TASK INSTRUCTIONS: Convert the part of the records that opens with the line containing "Where can the book cover be seen here?" and closes with the line containing "x=690, y=435" into a Markdown table with the columns Row and Line, omitting blank lines.

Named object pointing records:
+---+

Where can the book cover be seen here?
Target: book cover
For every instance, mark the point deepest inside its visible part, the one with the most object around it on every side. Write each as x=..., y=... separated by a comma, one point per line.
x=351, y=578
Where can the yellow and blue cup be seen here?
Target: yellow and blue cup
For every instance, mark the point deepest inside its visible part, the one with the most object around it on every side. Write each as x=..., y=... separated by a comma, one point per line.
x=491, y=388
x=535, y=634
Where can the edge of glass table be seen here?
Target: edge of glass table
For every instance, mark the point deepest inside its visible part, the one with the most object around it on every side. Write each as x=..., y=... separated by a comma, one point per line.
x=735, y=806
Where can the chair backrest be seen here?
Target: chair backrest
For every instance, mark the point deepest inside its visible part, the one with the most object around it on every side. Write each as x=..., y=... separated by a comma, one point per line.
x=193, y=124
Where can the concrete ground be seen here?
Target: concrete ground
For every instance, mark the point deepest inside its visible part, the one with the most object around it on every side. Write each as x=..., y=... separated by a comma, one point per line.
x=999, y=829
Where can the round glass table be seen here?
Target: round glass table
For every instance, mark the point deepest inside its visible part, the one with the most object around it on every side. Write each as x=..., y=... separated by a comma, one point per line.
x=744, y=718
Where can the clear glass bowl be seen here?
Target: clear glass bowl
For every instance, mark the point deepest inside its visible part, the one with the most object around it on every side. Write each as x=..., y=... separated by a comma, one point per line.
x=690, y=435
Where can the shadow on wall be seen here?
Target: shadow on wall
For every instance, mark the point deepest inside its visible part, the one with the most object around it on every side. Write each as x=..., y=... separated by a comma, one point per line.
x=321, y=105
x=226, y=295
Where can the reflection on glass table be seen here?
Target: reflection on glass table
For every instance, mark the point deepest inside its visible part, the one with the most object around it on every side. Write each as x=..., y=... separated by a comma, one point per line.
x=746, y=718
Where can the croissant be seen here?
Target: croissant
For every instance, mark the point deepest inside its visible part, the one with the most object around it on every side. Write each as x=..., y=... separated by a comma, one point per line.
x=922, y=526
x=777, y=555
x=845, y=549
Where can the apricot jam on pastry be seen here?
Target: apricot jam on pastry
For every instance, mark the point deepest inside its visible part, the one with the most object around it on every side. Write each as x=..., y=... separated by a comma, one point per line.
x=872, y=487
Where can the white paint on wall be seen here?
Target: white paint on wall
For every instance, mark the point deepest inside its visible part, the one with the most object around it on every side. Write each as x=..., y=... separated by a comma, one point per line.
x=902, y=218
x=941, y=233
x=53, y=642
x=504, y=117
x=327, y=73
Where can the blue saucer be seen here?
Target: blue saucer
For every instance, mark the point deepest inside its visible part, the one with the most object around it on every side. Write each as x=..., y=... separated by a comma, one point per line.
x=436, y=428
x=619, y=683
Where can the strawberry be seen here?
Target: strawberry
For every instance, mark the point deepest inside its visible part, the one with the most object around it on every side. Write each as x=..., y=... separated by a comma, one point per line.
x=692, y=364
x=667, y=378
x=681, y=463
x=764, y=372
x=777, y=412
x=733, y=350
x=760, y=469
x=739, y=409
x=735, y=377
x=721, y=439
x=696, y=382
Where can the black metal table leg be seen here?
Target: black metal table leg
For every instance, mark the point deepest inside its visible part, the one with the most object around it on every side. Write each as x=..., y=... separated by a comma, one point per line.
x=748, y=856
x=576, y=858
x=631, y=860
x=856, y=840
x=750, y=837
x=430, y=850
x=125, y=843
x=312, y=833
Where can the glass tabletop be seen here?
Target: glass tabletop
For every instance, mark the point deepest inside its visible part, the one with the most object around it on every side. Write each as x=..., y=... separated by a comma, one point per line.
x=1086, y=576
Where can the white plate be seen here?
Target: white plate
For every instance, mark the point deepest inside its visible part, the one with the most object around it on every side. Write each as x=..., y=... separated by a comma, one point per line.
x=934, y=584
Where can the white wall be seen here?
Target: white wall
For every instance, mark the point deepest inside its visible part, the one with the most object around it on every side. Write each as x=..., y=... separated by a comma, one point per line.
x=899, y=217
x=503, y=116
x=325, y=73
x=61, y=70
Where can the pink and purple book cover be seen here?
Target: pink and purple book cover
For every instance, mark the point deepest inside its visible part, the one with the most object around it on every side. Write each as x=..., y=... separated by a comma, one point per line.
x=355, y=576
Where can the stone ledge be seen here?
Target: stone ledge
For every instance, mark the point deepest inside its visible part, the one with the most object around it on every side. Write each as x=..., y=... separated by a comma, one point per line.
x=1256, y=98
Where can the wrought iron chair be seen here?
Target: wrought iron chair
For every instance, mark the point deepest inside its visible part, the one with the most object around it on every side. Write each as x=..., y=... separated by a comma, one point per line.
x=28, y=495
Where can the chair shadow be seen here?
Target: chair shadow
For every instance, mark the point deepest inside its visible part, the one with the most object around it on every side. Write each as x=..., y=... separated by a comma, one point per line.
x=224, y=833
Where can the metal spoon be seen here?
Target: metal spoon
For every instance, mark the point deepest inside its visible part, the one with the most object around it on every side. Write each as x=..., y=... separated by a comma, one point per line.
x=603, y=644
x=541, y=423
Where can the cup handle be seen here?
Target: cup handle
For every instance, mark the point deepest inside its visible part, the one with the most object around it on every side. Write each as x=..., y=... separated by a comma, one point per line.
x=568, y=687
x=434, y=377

+---+

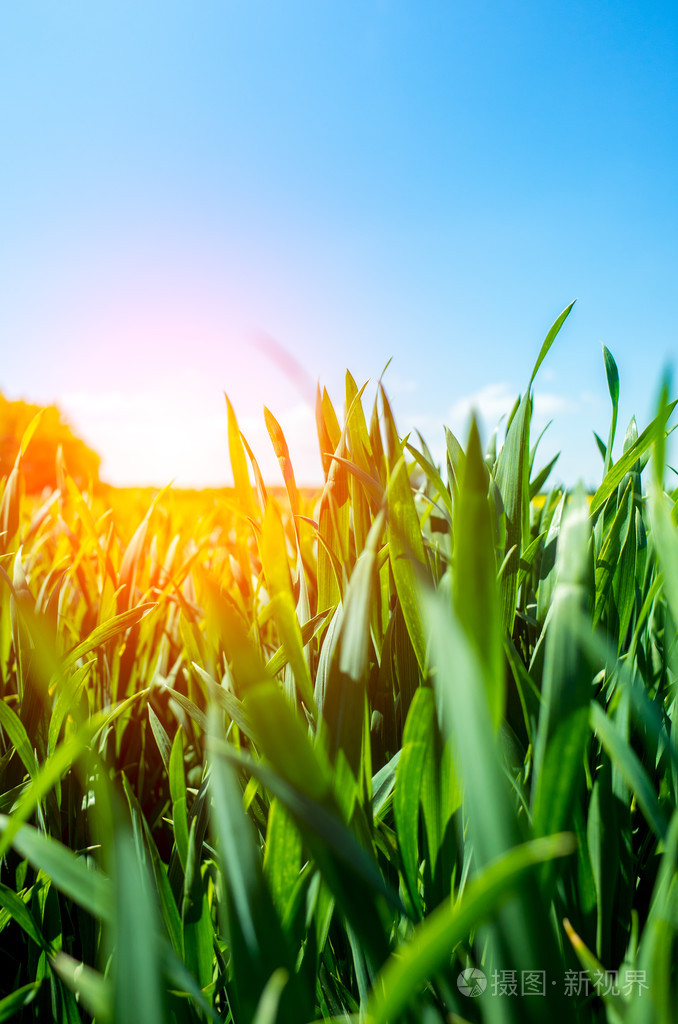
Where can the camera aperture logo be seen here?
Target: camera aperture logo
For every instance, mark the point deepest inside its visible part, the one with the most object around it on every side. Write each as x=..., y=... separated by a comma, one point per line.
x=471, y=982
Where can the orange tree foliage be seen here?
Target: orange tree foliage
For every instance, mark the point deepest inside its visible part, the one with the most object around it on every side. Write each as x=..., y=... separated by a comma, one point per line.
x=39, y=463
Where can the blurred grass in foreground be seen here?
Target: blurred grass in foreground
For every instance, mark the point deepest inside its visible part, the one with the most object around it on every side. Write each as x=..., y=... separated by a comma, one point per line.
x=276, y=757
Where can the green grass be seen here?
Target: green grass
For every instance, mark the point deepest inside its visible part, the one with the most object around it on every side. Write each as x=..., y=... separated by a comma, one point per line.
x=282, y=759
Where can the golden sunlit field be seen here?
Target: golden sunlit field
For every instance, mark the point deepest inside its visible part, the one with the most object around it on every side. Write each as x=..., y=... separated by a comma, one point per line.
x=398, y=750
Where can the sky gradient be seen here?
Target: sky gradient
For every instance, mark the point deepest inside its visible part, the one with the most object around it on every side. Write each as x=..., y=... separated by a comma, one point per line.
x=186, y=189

+---+

RIGHT ANSWER:
| Row | Line |
|---|---|
| 1 | Where can the book cover be seen here? |
| 2 | Target: book cover |
| 3 | For every instance, mark the point deepest inside its visible part, the one with the most object around it on every side. Write each as x=..., y=... separated by a comma, one point per line. |
| 4 | x=351, y=578 |
| 5 | Where can the yellow and blue cup be seen here? |
| 6 | Target: yellow and blue cup |
| 7 | For every instance, mark the point deepest inside its visible part, the one with the most object around it on every side. Write each as x=..., y=... separated by a comma, one point per line. |
| 8 | x=491, y=388 |
| 9 | x=535, y=634 |
| 10 | Where can the edge of glass table be seen here? |
| 11 | Target: edge of glass table |
| 12 | For every instance, mark the point deepest inside its visible part, the one with the most object around it on every side. Write each as x=..., y=... separated by a comma, one point per line. |
| 13 | x=735, y=806 |
| 14 | Where can the chair backrest be seen here? |
| 15 | Target: chair backrest |
| 16 | For every instance, mark the point deepest inside its visible part, the one with the most object around it on every side. Write each as x=..., y=... separated by a comma, one point per line. |
| 17 | x=193, y=124 |
| 18 | Where can the concrete ground be seen here? |
| 19 | Target: concrete ground |
| 20 | For every instance, mark the point deepest inside its visible part, the one with the most object around it on every side. Write each as x=..., y=... separated by a comma, one point per line. |
| 21 | x=999, y=829 |
| 22 | Where can the round glass table be seen here? |
| 23 | Target: round glass table |
| 24 | For every instance, mark the point deepest inside its visible part, the one with the most object around it on every side. Write each as x=..., y=... separated by a comma, one point per line. |
| 25 | x=744, y=718 |
| 26 | Where can the clear glass bowl be seen here? |
| 27 | Target: clear glass bowl |
| 28 | For every instance, mark the point deepest inside its visible part, the one with the most object around it on every side. Write each as x=..., y=... separated by a comma, one point per line. |
| 29 | x=690, y=435 |